====== Reading text

When you look at this organization DUPONT, you can see that, you can see that there is
there are product managers for RAYON, ACETATE, NYLON, ORLON, DACRON
different product managers for different products, but when it comes to market managers
you may have a market manager for menswear, you may have a market manager for
women’s wear, you may have a market manager for home furnishings, you may have a
market manager for the industrial markets.
This is how the product manager and the market managers they get differentiated. A
product managers with respect to the particular product range you are having some
things coming out from RYAN, some things coming out from ACETATE, some things
coming out from NYLON, then ORLON, then DACRON, but the market managers with
reference to the end products, it can be with respect to menswear women’s wear or home
furnishings or industrial markets.
Now, let us say you are interested in sales forecasting then what are the things which you
should be doing you should be able to do an environmental forecast. What is this
environmental forecast? You must be able to project inflation. If you look at the Indian
economy, though the economy they say it is not doing very good. The plus point is that
inflation is under check it is under control. In other words, there is no runaway increases
in prices.

============
====== Data records

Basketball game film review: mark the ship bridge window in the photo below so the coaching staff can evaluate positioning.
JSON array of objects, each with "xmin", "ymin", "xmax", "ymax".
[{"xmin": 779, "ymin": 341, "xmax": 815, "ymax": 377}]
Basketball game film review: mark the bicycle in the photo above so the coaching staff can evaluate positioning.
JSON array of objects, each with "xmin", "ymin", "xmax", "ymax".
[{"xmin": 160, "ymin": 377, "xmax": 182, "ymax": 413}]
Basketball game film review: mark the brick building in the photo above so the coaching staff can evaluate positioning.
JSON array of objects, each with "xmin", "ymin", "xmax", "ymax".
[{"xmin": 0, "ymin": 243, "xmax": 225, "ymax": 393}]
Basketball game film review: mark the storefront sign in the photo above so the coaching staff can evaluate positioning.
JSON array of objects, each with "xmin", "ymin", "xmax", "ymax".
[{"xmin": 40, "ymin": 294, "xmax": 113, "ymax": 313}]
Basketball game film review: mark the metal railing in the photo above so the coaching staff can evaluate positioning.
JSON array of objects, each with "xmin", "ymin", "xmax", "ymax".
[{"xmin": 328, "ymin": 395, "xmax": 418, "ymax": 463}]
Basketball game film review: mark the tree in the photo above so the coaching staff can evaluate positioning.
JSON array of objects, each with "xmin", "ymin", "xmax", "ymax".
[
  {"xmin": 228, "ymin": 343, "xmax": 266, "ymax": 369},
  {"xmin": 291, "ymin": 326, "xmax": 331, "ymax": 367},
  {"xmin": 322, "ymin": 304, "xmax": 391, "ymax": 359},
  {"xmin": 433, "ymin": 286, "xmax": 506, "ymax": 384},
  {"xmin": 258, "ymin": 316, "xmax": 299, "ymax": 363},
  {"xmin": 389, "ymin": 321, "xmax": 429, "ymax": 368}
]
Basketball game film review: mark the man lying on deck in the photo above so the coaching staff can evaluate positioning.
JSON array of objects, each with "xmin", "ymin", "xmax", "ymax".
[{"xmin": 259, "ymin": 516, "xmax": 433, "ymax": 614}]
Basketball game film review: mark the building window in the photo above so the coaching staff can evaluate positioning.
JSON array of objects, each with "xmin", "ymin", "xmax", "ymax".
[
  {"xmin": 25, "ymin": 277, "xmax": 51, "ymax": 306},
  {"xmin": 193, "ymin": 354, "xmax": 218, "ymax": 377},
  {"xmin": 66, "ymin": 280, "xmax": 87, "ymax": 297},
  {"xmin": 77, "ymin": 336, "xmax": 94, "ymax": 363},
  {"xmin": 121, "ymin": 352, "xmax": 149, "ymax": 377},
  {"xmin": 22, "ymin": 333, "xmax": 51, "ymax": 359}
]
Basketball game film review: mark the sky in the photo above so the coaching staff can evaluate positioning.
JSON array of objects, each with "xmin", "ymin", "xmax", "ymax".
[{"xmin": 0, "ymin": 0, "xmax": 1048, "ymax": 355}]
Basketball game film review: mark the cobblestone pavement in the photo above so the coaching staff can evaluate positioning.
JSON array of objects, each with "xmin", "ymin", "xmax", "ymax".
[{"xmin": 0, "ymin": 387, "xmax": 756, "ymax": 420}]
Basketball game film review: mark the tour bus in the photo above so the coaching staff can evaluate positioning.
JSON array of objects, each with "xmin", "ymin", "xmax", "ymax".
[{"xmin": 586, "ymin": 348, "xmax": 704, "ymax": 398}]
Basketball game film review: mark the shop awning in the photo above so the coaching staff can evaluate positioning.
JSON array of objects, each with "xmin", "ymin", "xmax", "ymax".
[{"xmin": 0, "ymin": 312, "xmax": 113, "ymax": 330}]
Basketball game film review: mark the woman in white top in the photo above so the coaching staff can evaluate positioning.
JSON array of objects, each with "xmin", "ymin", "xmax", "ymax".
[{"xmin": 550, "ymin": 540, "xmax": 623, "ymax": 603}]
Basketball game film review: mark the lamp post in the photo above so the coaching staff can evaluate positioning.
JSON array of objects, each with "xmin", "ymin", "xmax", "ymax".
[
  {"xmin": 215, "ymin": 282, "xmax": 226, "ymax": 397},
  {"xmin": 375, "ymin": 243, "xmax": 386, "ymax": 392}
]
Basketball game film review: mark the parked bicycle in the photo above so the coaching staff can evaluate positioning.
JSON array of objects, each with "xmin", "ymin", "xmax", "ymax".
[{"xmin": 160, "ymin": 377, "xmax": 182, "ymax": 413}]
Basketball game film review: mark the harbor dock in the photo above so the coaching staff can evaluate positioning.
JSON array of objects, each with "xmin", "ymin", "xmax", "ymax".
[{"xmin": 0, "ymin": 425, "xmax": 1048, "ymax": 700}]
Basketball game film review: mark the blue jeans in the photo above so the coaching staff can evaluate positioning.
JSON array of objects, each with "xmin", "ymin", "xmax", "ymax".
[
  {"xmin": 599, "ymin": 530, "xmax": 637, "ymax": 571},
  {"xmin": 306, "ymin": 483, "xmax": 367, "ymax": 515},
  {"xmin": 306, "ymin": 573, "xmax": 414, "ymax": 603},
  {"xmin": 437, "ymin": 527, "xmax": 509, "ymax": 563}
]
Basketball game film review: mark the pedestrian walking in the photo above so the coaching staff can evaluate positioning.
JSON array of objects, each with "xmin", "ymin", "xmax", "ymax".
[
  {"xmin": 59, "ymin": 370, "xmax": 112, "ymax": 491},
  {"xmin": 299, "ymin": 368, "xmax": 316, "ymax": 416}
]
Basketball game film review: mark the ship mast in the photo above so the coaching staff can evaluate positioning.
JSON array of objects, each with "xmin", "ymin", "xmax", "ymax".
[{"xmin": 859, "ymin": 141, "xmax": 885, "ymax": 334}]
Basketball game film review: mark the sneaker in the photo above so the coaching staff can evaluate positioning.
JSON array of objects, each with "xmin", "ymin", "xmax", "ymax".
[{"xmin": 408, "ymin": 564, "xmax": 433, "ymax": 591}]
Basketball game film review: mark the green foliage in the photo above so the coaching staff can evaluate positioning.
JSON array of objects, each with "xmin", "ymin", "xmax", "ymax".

============

Required tasks:
1. According to the lecture on product and market managers, what is the plus point of the Indian economy?
2. Sum up the lecture on product and market managers in two sentences.
3. Extend the lecture on product and market managers, picking up after its last sentence.
The rows have nothing to do with the text.

Outputs:
1. Inflation is under check, so there are no runaway price increases.

2. At DuPont, product managers handle particular products such as rayon, acetate, nylon, Orlon and Dacron, while market managers handle end markets such as menswear, women's wear, home furnishings and industrial markets. Sales forecasting requires an environmental forecast, including projecting inflation, which is under control in India even though the economy is said to be doing poorly.

3.
If you saw very recently the onion prices went up, it went up to more than 80 rupees then
the government stepped in to stop the export of these onions and took other corrective
measures like putting a tax on the import of onions that is extra tariff on the imports also.
That this desire to have them imported is reduced. You had a scenario where your onion
prices was just running amok.
Now, thanks to many of the steps taken and also the crops which have come about the
price of onions has more or less stabilized between 35 to 40 rupees and it is expected that
it will come down further. You must be able to also find out what is going to be the
employment trends suppose you are looking at skilled employment to get a skilled
analytics person or a data science person in the Indian market is tough even to this day.
It is not easily possible, it is tough even in the American market; the result is all these
people are in high demand they get paid very high. If you look at the interest rates, this is
going to influence your sales. Suppose he has to borrow loan to take purchase your
product, the consumer looks at what rate he has to pay interest on this loan.
That is why if you really see the Indian economy the Indian economy the controller of
these whole operations that is a Reserve Bank of India which is the central bank what did
it do it brought down the interest rates cut by so many basis points every time every
quarter. If you are seeing it is coming down by 25 basic points pps the result is with rest.
When you bring it down the RBI expects that these cutting interest rates to be passed on
to consumers by the banks concerned that is a PSUS or the private banks like the HDFC
or the ICICI. So, that you are lend the interest rate on lending comes down. Now, we are
seeing that the home loan interest rates have also come down, the vehicle interest loan
interest rates have also come down.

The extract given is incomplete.